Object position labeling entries
..............................

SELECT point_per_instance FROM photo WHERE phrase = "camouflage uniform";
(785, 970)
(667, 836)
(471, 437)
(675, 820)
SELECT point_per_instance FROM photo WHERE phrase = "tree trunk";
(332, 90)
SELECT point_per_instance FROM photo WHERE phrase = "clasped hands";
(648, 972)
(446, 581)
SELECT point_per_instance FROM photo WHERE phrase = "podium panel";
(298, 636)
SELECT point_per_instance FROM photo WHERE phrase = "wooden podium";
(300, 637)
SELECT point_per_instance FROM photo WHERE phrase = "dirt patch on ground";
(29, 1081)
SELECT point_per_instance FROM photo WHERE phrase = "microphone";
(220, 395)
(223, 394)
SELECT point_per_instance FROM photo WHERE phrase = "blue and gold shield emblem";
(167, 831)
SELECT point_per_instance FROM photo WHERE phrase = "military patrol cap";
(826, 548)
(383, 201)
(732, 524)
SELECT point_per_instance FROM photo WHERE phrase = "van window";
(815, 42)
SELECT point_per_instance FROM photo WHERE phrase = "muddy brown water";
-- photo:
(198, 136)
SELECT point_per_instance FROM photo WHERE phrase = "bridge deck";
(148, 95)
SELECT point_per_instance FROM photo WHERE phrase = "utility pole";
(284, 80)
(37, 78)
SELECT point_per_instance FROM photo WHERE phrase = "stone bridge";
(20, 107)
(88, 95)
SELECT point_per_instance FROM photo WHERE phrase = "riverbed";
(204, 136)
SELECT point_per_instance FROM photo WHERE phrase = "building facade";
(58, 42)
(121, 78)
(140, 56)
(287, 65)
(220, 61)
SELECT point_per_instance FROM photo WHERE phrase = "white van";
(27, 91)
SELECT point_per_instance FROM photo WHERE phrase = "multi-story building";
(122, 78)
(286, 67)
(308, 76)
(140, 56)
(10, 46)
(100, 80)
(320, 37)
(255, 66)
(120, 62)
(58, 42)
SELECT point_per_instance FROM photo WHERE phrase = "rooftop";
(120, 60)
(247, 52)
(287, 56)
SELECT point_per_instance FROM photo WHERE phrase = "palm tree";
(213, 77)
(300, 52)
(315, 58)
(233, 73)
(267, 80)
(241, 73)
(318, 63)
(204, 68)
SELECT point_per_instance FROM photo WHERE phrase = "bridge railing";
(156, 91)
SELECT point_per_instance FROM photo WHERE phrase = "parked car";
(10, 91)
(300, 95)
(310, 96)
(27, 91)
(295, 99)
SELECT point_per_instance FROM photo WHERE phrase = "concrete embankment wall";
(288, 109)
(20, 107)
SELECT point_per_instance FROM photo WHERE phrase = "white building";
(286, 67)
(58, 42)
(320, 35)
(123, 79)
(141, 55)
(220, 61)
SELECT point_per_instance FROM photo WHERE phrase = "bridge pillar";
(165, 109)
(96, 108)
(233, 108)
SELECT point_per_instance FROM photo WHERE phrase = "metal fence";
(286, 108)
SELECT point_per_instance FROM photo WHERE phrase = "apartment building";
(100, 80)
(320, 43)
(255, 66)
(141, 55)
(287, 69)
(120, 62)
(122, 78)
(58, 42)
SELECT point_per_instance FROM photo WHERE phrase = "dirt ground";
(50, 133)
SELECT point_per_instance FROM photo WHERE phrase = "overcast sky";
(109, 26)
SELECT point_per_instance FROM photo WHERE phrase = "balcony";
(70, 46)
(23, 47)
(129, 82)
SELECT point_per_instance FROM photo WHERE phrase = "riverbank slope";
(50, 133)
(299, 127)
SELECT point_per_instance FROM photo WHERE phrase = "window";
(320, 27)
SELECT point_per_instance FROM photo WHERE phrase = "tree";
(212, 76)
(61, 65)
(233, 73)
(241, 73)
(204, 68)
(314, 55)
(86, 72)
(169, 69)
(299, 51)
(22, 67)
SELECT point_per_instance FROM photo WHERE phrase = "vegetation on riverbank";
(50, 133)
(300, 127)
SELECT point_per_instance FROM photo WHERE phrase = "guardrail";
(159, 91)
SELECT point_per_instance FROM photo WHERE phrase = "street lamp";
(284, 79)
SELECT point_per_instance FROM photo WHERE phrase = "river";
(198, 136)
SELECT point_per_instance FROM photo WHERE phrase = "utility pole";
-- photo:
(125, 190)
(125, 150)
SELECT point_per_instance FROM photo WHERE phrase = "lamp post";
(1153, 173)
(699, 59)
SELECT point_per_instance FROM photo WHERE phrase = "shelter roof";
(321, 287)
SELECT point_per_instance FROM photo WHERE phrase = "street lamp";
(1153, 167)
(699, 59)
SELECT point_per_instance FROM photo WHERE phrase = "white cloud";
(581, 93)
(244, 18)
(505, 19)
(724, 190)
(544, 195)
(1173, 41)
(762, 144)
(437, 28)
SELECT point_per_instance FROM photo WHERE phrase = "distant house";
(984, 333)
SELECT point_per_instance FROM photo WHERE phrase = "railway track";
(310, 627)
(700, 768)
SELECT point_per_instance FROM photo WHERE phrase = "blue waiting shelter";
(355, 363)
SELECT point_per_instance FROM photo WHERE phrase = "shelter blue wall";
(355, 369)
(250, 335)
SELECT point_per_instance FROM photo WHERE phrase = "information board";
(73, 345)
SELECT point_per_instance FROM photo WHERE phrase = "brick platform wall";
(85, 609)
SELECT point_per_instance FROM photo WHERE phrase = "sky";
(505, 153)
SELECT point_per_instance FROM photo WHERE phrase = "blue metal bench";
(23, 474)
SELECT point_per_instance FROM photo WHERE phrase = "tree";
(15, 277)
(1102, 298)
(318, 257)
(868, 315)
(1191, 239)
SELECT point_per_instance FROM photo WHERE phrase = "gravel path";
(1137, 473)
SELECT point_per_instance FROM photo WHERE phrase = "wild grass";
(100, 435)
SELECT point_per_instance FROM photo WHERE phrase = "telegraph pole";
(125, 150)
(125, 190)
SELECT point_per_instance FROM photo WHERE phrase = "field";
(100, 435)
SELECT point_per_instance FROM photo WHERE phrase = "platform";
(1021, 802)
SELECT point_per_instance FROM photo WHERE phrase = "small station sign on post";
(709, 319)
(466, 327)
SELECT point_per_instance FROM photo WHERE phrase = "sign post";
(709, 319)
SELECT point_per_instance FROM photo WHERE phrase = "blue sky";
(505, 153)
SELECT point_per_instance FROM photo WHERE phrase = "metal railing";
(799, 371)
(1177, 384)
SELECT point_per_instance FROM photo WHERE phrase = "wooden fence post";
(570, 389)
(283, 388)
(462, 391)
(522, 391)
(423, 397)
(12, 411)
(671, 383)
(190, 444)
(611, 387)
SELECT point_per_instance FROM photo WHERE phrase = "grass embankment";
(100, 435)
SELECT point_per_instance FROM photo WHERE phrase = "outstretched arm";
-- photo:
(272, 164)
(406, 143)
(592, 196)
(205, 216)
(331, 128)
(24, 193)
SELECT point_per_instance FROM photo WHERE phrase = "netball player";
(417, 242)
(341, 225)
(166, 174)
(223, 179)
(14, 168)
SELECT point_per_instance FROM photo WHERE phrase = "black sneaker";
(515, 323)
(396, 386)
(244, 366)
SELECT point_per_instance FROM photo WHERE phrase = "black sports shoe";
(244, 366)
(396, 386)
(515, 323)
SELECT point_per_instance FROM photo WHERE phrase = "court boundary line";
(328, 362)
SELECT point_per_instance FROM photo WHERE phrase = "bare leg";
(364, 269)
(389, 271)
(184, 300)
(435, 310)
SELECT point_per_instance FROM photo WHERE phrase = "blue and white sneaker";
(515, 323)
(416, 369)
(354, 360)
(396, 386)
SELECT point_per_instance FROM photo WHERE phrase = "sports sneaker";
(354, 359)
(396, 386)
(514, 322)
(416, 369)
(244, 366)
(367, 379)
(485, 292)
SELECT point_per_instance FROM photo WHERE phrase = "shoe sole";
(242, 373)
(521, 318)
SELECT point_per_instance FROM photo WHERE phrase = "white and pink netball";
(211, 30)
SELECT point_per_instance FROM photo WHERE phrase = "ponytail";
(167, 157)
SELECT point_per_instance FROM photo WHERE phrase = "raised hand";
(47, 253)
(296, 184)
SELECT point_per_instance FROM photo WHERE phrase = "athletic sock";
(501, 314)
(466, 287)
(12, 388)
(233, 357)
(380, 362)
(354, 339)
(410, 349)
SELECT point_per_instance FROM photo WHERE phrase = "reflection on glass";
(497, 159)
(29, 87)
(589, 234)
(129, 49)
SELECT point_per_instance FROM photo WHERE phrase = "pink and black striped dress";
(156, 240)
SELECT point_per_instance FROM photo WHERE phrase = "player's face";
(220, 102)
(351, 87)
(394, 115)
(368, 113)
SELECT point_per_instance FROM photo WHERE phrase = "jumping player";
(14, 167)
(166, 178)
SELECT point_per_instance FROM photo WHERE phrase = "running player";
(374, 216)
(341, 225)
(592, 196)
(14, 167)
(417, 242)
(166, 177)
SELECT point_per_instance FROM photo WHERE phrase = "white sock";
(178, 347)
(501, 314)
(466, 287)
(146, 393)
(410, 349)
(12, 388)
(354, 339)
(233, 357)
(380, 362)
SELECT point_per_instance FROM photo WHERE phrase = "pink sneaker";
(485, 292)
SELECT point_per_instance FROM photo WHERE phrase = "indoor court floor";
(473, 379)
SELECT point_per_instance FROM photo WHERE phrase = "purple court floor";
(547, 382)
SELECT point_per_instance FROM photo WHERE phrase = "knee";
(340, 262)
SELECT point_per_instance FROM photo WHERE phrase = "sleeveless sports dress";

..............................

§ Work required: Gather each line in the items above that contains the word "fence", and copy every such line in full.

§ In response:
SELECT point_per_instance FROM photo WHERE phrase = "metal fence";
SELECT point_per_instance FROM photo WHERE phrase = "wooden fence post";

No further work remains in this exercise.